-- START Material provided --
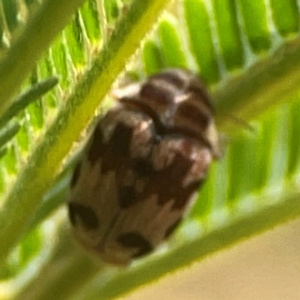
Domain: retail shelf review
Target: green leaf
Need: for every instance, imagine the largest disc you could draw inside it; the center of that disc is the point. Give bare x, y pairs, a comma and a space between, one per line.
247, 52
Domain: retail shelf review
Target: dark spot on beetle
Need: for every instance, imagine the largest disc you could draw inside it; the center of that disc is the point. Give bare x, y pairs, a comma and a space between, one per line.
86, 215
143, 167
199, 91
174, 77
156, 93
135, 240
172, 228
127, 196
76, 174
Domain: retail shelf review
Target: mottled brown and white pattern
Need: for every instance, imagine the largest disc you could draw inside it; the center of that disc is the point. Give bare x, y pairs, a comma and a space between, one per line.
147, 157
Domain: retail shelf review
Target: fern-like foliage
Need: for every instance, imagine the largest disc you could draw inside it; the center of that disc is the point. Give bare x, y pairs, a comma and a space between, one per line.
59, 60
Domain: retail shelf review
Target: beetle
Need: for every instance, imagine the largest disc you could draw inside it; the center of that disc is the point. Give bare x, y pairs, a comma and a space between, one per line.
142, 166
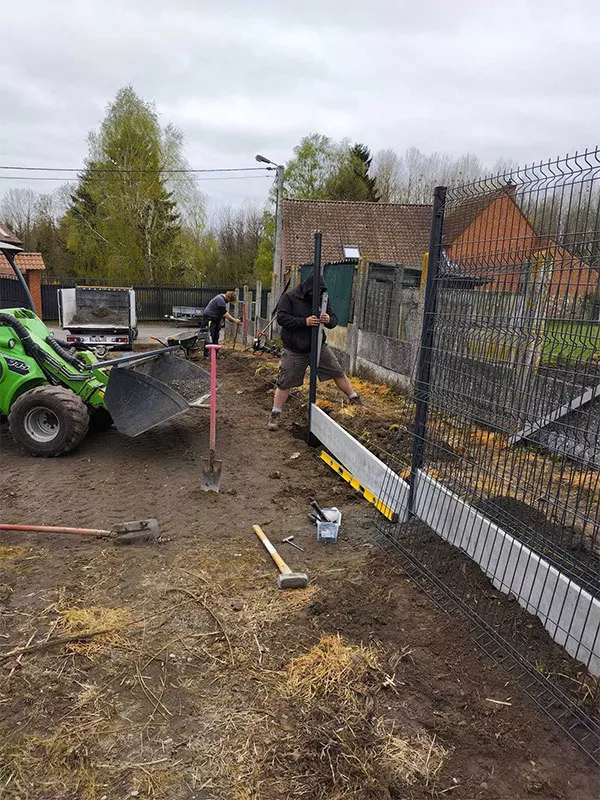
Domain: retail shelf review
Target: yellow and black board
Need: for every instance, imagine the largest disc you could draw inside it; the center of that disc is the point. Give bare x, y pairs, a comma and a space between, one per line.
366, 493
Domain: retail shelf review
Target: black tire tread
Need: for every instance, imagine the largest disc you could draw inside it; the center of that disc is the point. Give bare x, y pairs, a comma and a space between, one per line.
75, 410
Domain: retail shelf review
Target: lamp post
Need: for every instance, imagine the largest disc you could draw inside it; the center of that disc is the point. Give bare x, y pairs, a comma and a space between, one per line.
277, 258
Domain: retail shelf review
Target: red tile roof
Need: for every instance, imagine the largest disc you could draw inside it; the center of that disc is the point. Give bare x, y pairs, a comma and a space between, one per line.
25, 261
392, 232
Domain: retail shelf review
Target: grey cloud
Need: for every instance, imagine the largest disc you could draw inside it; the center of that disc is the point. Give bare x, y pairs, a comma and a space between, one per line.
516, 79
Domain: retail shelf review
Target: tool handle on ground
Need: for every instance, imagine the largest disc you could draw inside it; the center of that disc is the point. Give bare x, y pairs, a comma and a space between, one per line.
55, 529
213, 394
281, 565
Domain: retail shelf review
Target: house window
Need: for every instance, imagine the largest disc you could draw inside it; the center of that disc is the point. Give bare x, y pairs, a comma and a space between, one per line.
351, 251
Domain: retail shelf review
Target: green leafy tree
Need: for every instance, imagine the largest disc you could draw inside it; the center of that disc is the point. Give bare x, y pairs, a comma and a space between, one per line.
323, 169
123, 221
351, 180
263, 263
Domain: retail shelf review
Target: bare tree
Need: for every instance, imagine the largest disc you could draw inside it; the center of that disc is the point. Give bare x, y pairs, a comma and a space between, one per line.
18, 211
387, 168
412, 177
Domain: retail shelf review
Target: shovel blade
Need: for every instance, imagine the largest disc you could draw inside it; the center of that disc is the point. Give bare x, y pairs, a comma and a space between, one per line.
211, 475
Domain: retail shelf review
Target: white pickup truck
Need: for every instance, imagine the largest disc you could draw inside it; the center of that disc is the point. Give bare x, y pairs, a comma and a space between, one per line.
100, 316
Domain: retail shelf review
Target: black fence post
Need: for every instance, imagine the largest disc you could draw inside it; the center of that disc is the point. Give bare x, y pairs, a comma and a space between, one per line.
315, 331
423, 381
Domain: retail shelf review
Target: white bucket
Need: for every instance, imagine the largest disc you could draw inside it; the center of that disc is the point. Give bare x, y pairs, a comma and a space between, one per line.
328, 531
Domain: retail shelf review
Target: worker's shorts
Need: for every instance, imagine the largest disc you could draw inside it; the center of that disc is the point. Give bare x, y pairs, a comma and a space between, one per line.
292, 368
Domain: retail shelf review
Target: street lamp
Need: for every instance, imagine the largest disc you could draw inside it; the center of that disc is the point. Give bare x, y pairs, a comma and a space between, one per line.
277, 261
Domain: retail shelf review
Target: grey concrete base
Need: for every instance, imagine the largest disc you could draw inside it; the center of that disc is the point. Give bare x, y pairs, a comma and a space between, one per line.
377, 374
569, 614
368, 470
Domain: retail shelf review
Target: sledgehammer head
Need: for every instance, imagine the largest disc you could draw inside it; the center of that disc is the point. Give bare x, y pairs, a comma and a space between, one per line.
292, 580
142, 530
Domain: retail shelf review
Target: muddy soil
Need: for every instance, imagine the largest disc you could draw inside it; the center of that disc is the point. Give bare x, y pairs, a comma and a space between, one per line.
184, 700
-- END Material provided --
● **Goal**: Working from the lines above, reproduce the material exactly and exclude its pictures.

● **Task answer**:
Domain: retail shelf review
Target: green leaf
Need: for every instance, imagine the largest disc you could draw inside it; the center of that disc is the point. Give bare x, y pairs, a comma and a space between, one per line.
247, 52
Domain: retail shelf review
Target: dark spot on beetle
Need: for every instance, imagine the largest disc you could draw inside it; the center of that disc is the point. Give bare x, y pairs, a comma and a space between, one per line.
86, 215
143, 167
199, 91
174, 77
156, 93
135, 240
172, 228
127, 196
76, 174
Domain: retail shelf review
Target: mottled brown and white pattern
Need: for every instance, imagine the largest disc you could draw inside it; the center of that disc is the point. Give bare x, y pairs, a comma and a space between, one per line.
147, 157
Domain: retail shelf review
Target: fern-like foliage
Need: for every instance, imagine the largest disc you could draw inside it; the center of that disc is the point. Give bare x, y pairs, a comma and a space between, one per line.
59, 60
Domain: retail shelf review
Target: beetle
Need: for every instance, imagine the largest disc you could draw inside it; the center of that disc is the point. Give bare x, y pairs, a comma and a space between, one per line.
142, 166
Domain: retail shelf review
Target: yellow and black board
Need: for every instance, imagine the largest disc you could draw inside it; the center of that disc is the point. Give bare x, y pairs, a comma and a space between, one per line.
366, 493
Domain: retail shelf review
Target: black tire tread
Need: for every instance, imagine the largest disc you could draw inside it; the center of that disc is the point. Give bare x, y pairs, a comma and a space between, one per line.
75, 410
Domain: retail shelf review
Target: lamp post
Need: for every instance, imagine the largest disc you could draw inside it; the center of that disc is the point. Give bare x, y pairs, a comma and a space between, one per line.
277, 258
Domain: retail shelf review
Target: red tile roof
Need: for every instance, imagine the largest disc you could draw inside it; the center of that disc is the point. Give bare x, y pairs, a comma and a space between, one per line.
25, 261
392, 232
Domain: retail shelf review
Target: grey cloud
Need: for every instance, imagine the largest disc you could draw inside it; the center of that disc is the point. Give bare x, y pairs, a comma and a space between, one per line.
516, 79
Domain: retail shelf review
Target: tool handle on ground
Need: for every instance, imagine the largest disc you could draw inside it; the center of that disc is the point. Give bare x, y pairs, a comma and a space between, one per line.
55, 529
213, 394
281, 565
Domain: retail shelf review
Target: house window
Need: for every instance, imagine the largest disc you could draw inside it; the center of that disc is the point. Give bare x, y pairs, a comma and a space between, one per line.
351, 251
Domain: retail shelf review
Target: green leafy tree
Need: for every instance, imagine the largest disc you could draw inside it; the center of that disc is the point. Give bare x, y pairs, a comma and a space between, one per line.
323, 169
123, 221
351, 180
263, 263
Domain: retail shelf review
Target: bare tree
Need: for every instance, imagine the largest disc you could draw inside it; the center of that disc is the point. Give bare x, y pairs, a comma and a space between, one per line.
18, 211
387, 168
412, 177
Domain: retail shelf review
Target: shovel blade
Need: for every instance, imagine the largest disc you could draw inside it; the center of that disc is the point. Give bare x, y pairs, a comma and a space between, one per line.
211, 475
Domain: retail shelf review
Target: white pickup truck
Need: for every instance, imagine the largest disc you could draw inside it; the center of that disc is the point. Give bare x, y pairs, a comma and a space between, one per line.
100, 316
Domain: retail shelf review
Target: black fence post
Need: for every instance, imagine the largest disc you could draw inside it; the center of that disc is the point. Give bare x, y pairs, a comma and a space between, one per line.
315, 331
423, 381
Domain: retail shelf review
Target: white bucket
Need: for every instance, imagine the largest disc you could draw inside it; the center of that disc is the point. Give bare x, y pairs, a comma and a space between, one per line.
328, 531
Domain: retail shelf review
Target: worker's shorts
Need: for every instance, imagine the largest disc you could draw inside it; the center of that disc is the point. Give bare x, y pairs, a comma and a space between, one per line.
292, 368
Domain: retail shelf review
Target: street lamp
Need: for every instance, imagine the largest disc you could draw inside it; the center of that disc is the point. Give bare x, y pairs, a comma and a space between, one per line.
277, 261
Domain: retail shelf review
Target: grey concrete base
Need: for every instance, imagine the largest disc you could draw inside it; the center of that disc is the point. Give bare x, y pairs, a comma and a space between, one per line.
377, 374
569, 614
368, 470
Domain: retail shelf review
Target: sledgehammer head
Need: for every instance, imagine the largest disc you could draw inside it; the center of that disc is the point. Give bare x, y pairs, a comma and a space between, one per line.
292, 580
142, 530
Domain: retail shelf review
Target: muddy soil
Need: for every instance, imagine the largest disc you could draw inside it; the center of that disc is the point. Give bare x, y pairs, a comma and a space between, one per line.
184, 700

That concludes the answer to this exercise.